- **DEINE AUFGABEN**
1. Welches griechische Wort gebraucht Paulus laut den Anmerkungen zum Galaterbrief in Verbindung mit „offenbart worden“?
2. Gib die Anmerkungen zum Galaterbrief von „offenbart worden: Paulus“ bis einschließlich „zu Gal 2:2.)“ wortgetreu wieder.
3. Nenne alle Bibelstellen, auf die in den Anmerkungen zum Galaterbrief verwiesen wird.

═══ TEXT ZUM LESEN

Versuche ich jetzt tatsächlich, Menschen für mich zu gewinnen oder Gott?: „Falsche Brüder“ in Galatien behaupteten, Paulus habe seine Botschaft angepasst, um die Christen dort auf seine Seite zu ziehen (Gal 2:4). Anscheinend warfen sie ihm vor, er predige immer noch die Beschneidung, wenn ihm das Vorteile einbringen würde (Gal 5:11). Dagegen wehrt sich Paulus hier. Das griechische Wort für „gewinnen“ (péithō) bedeutet unter anderem auch „überzeugen“, „auf seine Seite ziehen“, „zufriedenstellen“. Paulus stellt sinngemäß die rhetorische Frage: „Versuche ich Gott zufriedenzustellen oder Menschen?“ Natürlich ging es ihm darum, Gott zu gefallen. Er war zwar anpassungsfähig, wenn er unterschiedliche Menschen für die gute Botschaft begeistern wollte (siehe Anm. zu 1Ko 9:22), aber ihren Inhalt veränderte er nie. (Siehe Anm. zu Oder versuche ich Menschen zu gefallen? in diesem Vers.) In den vorhergehenden Versen stellt Paulus unmissverständlich klar, dass es nur eine Wahrheit gibt: „die gute Botschaft über den Christus“ (Gal 1:6-9).
Oder versuche ich Menschen zu gefallen?: Manche behaupteten, Paulus rede anderen nach dem Mund, um sie für sich zu gewinnen. Mit dieser rhetorischen Frage wollte er klarstellen, dass er natürlich nicht versuchte, Menschen zu gefallen – sonst wäre er kein Sklave Christi (1Th 2:4).
offenbart worden: Paulus gebraucht hier das griechische Wort apokálypsis, das wtl. „Aufdeckung“, „Enthüllung“ bedeutet. In den Christlichen Griechischen Schriften bezieht es sich oft auf Informationen, die Gott oder Jesus den Menschen enthüllen. Wie Paulus hier klarstellt, hatte er die gute Botschaft, die er predigte, nicht von Menschen erhalten, sondern von Jesus Christus. Diese Tatsache bestätigte, dass er ein echter Apostel war. Wie die anderen Apostel hatte er die gute Botschaft von Jesus persönlich gehört und war von ihm direkt beauftragt worden (1Ko 9:1; Eph 3:3). Später im Galaterbrief erwähnt Paulus, dass Jesus ihn in einer weiteren Offenbarung angewiesen hatte, den Aposteln und Ältesten in Jerusalem die Beschneidungsfrage vorzulegen. (Siehe Anm. zu Gal 2:2.)

══════
═══ AUSGELESENE DATEN

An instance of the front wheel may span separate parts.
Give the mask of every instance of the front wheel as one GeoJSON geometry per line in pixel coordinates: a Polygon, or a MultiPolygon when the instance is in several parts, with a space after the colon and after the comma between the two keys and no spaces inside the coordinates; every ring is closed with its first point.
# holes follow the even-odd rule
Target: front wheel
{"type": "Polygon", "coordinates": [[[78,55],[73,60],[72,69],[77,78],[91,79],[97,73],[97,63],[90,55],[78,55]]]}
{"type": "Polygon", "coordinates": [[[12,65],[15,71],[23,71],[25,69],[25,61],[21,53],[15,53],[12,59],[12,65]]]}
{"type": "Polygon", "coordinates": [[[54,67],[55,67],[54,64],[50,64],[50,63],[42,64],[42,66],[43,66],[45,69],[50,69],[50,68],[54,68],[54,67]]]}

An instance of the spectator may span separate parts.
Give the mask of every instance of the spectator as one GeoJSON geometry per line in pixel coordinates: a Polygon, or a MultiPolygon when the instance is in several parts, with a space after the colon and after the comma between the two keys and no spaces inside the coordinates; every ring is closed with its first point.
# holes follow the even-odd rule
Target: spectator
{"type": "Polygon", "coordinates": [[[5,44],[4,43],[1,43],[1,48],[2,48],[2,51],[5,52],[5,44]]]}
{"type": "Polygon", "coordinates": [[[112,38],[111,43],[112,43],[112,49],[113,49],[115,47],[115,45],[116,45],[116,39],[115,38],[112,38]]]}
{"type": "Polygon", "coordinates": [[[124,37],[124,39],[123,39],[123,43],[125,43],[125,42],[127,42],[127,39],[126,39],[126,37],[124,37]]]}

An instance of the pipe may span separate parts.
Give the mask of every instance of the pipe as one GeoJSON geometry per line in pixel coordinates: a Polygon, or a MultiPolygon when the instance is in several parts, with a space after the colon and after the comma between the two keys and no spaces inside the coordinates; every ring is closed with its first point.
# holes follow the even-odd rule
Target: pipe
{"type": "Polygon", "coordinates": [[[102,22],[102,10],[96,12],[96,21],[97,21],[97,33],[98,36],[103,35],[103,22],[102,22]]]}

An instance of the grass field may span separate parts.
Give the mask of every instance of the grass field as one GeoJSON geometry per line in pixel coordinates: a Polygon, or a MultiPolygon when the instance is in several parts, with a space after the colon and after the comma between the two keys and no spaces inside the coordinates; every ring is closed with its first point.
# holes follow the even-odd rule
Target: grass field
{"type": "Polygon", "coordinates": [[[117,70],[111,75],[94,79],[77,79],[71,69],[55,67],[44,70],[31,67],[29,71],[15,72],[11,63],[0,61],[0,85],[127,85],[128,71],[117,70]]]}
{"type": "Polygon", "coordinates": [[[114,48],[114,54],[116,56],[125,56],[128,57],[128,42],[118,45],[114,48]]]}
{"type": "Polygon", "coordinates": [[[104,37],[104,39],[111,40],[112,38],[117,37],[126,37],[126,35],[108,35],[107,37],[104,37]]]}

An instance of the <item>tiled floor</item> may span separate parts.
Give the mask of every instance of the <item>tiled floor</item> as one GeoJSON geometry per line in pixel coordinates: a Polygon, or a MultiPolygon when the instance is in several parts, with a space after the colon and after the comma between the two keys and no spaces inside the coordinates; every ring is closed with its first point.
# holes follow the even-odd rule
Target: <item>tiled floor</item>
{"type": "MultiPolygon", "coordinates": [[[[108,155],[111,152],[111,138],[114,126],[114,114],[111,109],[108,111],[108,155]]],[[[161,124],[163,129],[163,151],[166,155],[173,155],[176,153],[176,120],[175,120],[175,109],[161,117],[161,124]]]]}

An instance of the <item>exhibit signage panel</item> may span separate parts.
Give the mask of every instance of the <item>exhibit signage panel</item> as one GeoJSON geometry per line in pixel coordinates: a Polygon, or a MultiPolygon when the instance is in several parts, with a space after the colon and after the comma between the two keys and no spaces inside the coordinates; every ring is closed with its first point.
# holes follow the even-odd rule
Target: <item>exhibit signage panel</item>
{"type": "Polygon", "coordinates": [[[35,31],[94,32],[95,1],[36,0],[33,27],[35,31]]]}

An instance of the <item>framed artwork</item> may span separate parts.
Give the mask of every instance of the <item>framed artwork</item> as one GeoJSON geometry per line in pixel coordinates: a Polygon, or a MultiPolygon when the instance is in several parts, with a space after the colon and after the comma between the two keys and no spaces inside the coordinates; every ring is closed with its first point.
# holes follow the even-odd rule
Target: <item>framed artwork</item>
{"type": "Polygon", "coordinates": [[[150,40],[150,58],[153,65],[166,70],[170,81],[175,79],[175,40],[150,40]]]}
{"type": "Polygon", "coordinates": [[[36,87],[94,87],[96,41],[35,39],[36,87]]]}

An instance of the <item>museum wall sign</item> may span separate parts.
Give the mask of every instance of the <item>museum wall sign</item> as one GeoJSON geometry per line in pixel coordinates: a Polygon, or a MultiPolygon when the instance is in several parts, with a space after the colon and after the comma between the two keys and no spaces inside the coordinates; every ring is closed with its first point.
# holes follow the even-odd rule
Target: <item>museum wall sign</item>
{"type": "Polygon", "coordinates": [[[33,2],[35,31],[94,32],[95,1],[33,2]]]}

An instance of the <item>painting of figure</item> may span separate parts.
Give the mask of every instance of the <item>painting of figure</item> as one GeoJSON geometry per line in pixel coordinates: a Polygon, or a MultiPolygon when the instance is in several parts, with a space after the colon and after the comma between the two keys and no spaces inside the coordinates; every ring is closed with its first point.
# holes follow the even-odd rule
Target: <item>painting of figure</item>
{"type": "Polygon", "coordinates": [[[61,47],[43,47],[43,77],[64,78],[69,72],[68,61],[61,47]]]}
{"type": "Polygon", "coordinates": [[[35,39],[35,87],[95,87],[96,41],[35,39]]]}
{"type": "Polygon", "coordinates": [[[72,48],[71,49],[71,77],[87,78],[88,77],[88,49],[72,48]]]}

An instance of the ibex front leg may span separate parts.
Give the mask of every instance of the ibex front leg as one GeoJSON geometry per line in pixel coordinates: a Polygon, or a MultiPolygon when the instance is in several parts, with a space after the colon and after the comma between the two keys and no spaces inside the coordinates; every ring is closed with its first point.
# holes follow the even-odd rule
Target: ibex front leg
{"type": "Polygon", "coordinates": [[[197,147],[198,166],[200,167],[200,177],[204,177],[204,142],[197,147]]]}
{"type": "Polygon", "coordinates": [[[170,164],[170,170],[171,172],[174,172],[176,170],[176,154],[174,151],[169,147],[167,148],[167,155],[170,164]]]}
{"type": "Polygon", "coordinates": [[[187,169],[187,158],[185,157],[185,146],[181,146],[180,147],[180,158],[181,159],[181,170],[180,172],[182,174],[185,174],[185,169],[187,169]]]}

══════

- **GELÖSTE AUFGABEN**
1. apokálypsis

2.
offenbart worden: Paulus gebraucht hier das griechische Wort apokálypsis, das wtl. „Aufdeckung“, „Enthüllung“ bedeutet. In den Christlichen Griechischen Schriften bezieht es sich oft auf Informationen, die Gott oder Jesus den Menschen enthüllen. Wie Paulus hier klarstellt, hatte er die gute Botschaft, die er predigte, nicht von Menschen erhalten, sondern von Jesus Christus. Diese Tatsache bestätigte, dass er ein echter Apostel war. Wie die anderen Apostel hatte er die gute Botschaft von Jesus persönlich gehört und war von ihm direkt beauftragt worden (1Ko 9:1; Eph 3:3). Später im Galaterbrief erwähnt Paulus, dass Jesus ihn in einer weiteren Offenbarung angewiesen hatte, den Aposteln und Ältesten in Jerusalem die Beschneidungsfrage vorzulegen. (Siehe Anm. zu Gal 2:2.)

3. Gal 2:4, Gal 5:11, 1Ko 9:22, Gal 1:6-9, 1Th 2:4, 1Ko 9:1, Eph 3:3, Gal 2:2